Extracted data »
※

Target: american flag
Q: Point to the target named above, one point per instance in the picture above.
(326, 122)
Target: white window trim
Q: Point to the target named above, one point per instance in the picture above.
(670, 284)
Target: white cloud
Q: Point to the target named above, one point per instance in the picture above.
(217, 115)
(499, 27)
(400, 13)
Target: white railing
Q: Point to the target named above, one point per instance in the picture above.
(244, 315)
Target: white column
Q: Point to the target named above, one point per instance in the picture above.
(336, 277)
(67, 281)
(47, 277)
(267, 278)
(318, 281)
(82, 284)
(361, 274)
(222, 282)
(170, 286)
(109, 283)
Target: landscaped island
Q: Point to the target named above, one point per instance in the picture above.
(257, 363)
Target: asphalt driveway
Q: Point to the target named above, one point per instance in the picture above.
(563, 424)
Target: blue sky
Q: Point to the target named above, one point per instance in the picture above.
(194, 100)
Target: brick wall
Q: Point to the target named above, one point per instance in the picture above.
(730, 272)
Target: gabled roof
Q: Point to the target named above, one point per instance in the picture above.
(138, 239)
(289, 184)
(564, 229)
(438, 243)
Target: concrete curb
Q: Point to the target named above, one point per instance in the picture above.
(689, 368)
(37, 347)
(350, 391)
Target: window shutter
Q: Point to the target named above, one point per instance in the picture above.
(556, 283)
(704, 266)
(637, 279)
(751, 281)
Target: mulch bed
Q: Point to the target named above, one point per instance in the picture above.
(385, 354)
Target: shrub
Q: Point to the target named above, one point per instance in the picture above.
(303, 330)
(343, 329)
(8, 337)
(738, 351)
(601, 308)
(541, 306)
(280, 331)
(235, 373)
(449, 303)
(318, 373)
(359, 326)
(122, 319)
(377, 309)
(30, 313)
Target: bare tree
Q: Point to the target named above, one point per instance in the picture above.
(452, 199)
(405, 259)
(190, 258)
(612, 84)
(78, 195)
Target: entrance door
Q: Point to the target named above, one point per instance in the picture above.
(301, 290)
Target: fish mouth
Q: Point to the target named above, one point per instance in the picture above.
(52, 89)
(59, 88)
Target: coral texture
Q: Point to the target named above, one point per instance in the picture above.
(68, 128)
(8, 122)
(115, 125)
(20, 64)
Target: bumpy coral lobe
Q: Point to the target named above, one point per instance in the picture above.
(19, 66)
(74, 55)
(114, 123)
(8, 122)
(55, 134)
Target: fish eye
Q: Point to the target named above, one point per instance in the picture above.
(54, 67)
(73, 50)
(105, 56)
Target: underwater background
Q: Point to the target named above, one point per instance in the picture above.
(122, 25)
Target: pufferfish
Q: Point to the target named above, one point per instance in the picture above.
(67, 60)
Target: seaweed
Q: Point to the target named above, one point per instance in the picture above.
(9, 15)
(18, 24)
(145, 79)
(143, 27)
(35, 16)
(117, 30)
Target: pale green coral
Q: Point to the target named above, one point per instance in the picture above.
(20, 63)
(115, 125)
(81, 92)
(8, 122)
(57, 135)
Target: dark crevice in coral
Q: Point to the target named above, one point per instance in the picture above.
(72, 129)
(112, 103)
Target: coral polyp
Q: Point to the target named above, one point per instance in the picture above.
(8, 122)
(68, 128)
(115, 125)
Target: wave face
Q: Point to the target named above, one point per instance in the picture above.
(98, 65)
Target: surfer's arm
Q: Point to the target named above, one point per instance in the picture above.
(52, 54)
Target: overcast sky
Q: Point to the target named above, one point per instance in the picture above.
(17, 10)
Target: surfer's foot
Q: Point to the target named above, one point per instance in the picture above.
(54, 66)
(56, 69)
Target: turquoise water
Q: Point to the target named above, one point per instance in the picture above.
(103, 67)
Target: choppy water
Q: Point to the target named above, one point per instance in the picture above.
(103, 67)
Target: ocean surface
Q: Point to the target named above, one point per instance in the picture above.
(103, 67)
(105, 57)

※

Assignment »
Reproduce each of the records word for word.

Answer space »
Target: american flag
Q: Point to the target named above, one point per instance in the picture above.
(326, 122)
Target: white window trim
Q: Point to the target named above, one point per instance in the picture above.
(670, 284)
Target: white cloud
Q: Point to the target named above, one point per instance in the picture above.
(217, 115)
(499, 27)
(400, 13)
Target: white railing
Q: Point to the target named above, one point per instance in the picture above.
(244, 315)
Target: white column
Q: Point to the target named above, one point per instance in the picture above.
(336, 277)
(67, 281)
(47, 277)
(267, 278)
(318, 281)
(82, 284)
(361, 274)
(222, 282)
(170, 286)
(109, 283)
Target: landscaped island
Q: Point to the target named above, one point per instance in the picture above.
(257, 363)
Target: asphalt driveway
Q: Point to the target named above, one point per instance in the picture above.
(563, 424)
Target: blue sky
Q: Point to the target named above, one point per instance in the picture above.
(194, 100)
Target: brick wall
Q: Point to the target named above, one point per instance in the picture above.
(730, 272)
Target: gabled roof
Q: Point to the target named above, one point per instance in the picture above.
(138, 239)
(289, 184)
(564, 229)
(438, 243)
Target: concrete curb
Q: Point to the target named above, one point per instance in the picture above.
(689, 368)
(37, 347)
(350, 391)
Target: window shutter
Q: Point to the target named above, one point per instance in the picture above.
(556, 283)
(704, 266)
(637, 279)
(751, 281)
Target: mulch bed
Q: Point to the target named above, one point per instance in the picture above.
(385, 354)
Target: shrub
Q: Point to the target named above, one point per instance in the picture above.
(303, 330)
(343, 329)
(8, 337)
(738, 351)
(601, 308)
(541, 306)
(280, 331)
(235, 373)
(449, 303)
(318, 373)
(359, 326)
(122, 319)
(377, 309)
(30, 313)
Target: bare tree
Q: Point to the target named above, one point per instance in the picture above.
(452, 199)
(405, 259)
(190, 258)
(612, 84)
(78, 195)
Target: entrance door
Q: Point to the target named above, one point per instance in the picture above.
(301, 290)
Target: fish mouth
Q: Point to the target named above, one point per instance in the picture above.
(52, 89)
(59, 88)
Target: coral texture
Q: Point to the target named above, one point per instance in the picture above.
(68, 128)
(8, 122)
(115, 125)
(20, 64)
Target: bumpy coral lobe
Q: Point to the target named above, one point per instance in the picture above.
(19, 66)
(74, 55)
(114, 123)
(8, 122)
(55, 134)
Target: fish eye
Q: Point to the target named above, one point per instance in the picture above.
(54, 67)
(73, 50)
(105, 56)
Target: underwater background
Q: Point to the target named above, one point per instance in the picture above.
(122, 25)
Target: pufferfish
Q: Point to the target named above, one point per instance in the picture above.
(67, 60)
Target: seaweed
Q: Point to the target named above, one point per instance in the picture above.
(9, 15)
(18, 24)
(145, 79)
(143, 27)
(35, 16)
(117, 30)
Target: pale green coral
Q: Point to the target named above, one point per instance in the picture above.
(20, 63)
(115, 125)
(81, 92)
(8, 122)
(57, 135)
Target: dark crevice in coral
Q: Point to the target named above, one point per instance in the picture above.
(72, 129)
(112, 103)
Target: coral polyp
Q: Point to the target named above, one point per instance in the picture above.
(8, 122)
(68, 128)
(115, 125)
Target: wave face
Q: Point to the target named above, one point per instance in the picture above.
(98, 65)
Target: surfer's arm
Q: Point to the target named above, one point per instance in the picture above.
(52, 54)
Target: overcast sky
Q: Point to the target named above, one point per instance in the picture above.
(17, 10)
Target: surfer's foot
Q: Point to the target named above, one point per instance in the picture above.
(54, 66)
(56, 69)
Target: turquoise water
Q: Point to the target named above, one point per instance in the picture above.
(103, 67)
Target: choppy water
Q: Point to the target named above, one point per instance in the picture above.
(103, 67)
Target: ocean surface
Q: Point to the target named above, one point per instance in the picture above.
(103, 67)
(105, 57)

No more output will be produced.